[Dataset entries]
"""
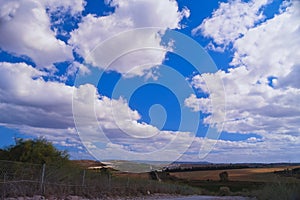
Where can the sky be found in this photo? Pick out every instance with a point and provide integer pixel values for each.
(166, 80)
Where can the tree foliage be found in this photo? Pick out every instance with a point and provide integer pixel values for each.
(223, 176)
(38, 151)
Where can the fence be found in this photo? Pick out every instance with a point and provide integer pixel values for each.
(25, 179)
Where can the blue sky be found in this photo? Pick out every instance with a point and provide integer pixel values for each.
(153, 80)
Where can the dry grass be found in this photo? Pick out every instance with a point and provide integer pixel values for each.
(249, 174)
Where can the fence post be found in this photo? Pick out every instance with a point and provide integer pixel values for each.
(42, 178)
(83, 178)
(4, 185)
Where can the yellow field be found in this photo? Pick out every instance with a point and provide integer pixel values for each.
(250, 174)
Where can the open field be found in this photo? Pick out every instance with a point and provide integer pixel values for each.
(248, 174)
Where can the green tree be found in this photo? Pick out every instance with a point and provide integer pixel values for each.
(223, 176)
(38, 151)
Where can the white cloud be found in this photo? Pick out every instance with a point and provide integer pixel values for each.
(128, 15)
(25, 30)
(231, 21)
(39, 108)
(74, 7)
(255, 103)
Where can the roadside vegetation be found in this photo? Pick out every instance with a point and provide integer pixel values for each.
(36, 167)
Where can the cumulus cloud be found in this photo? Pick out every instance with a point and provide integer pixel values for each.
(25, 30)
(230, 21)
(128, 15)
(43, 108)
(262, 91)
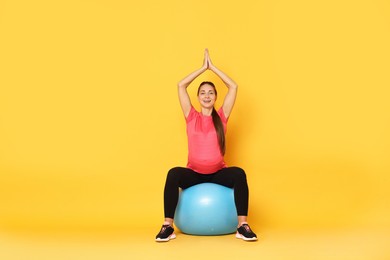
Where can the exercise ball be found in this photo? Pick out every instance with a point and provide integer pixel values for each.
(206, 209)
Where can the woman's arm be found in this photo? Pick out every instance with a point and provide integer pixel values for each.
(184, 98)
(230, 97)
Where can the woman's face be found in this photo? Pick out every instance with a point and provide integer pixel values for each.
(207, 96)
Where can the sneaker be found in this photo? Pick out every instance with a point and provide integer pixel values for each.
(165, 234)
(246, 233)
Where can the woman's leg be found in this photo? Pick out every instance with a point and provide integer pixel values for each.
(235, 177)
(178, 177)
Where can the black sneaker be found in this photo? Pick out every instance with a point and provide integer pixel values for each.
(246, 233)
(165, 234)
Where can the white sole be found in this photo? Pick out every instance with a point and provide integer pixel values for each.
(173, 236)
(238, 235)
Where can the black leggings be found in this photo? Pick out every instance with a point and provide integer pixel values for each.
"""
WHAT THE TASK ASKS: Your answer must be the lines from the one with "Where can the white sole" through the last line of the data, repeated exactly and with nothing else.

ANSWER SECTION:
Where can the white sole be found in this photo? Pick out every instance with a point and provide integer pixel values for each.
(173, 236)
(238, 235)
Where can the black leggings be found in this photo? Pick out every instance with a point and provide integer pixel values for each.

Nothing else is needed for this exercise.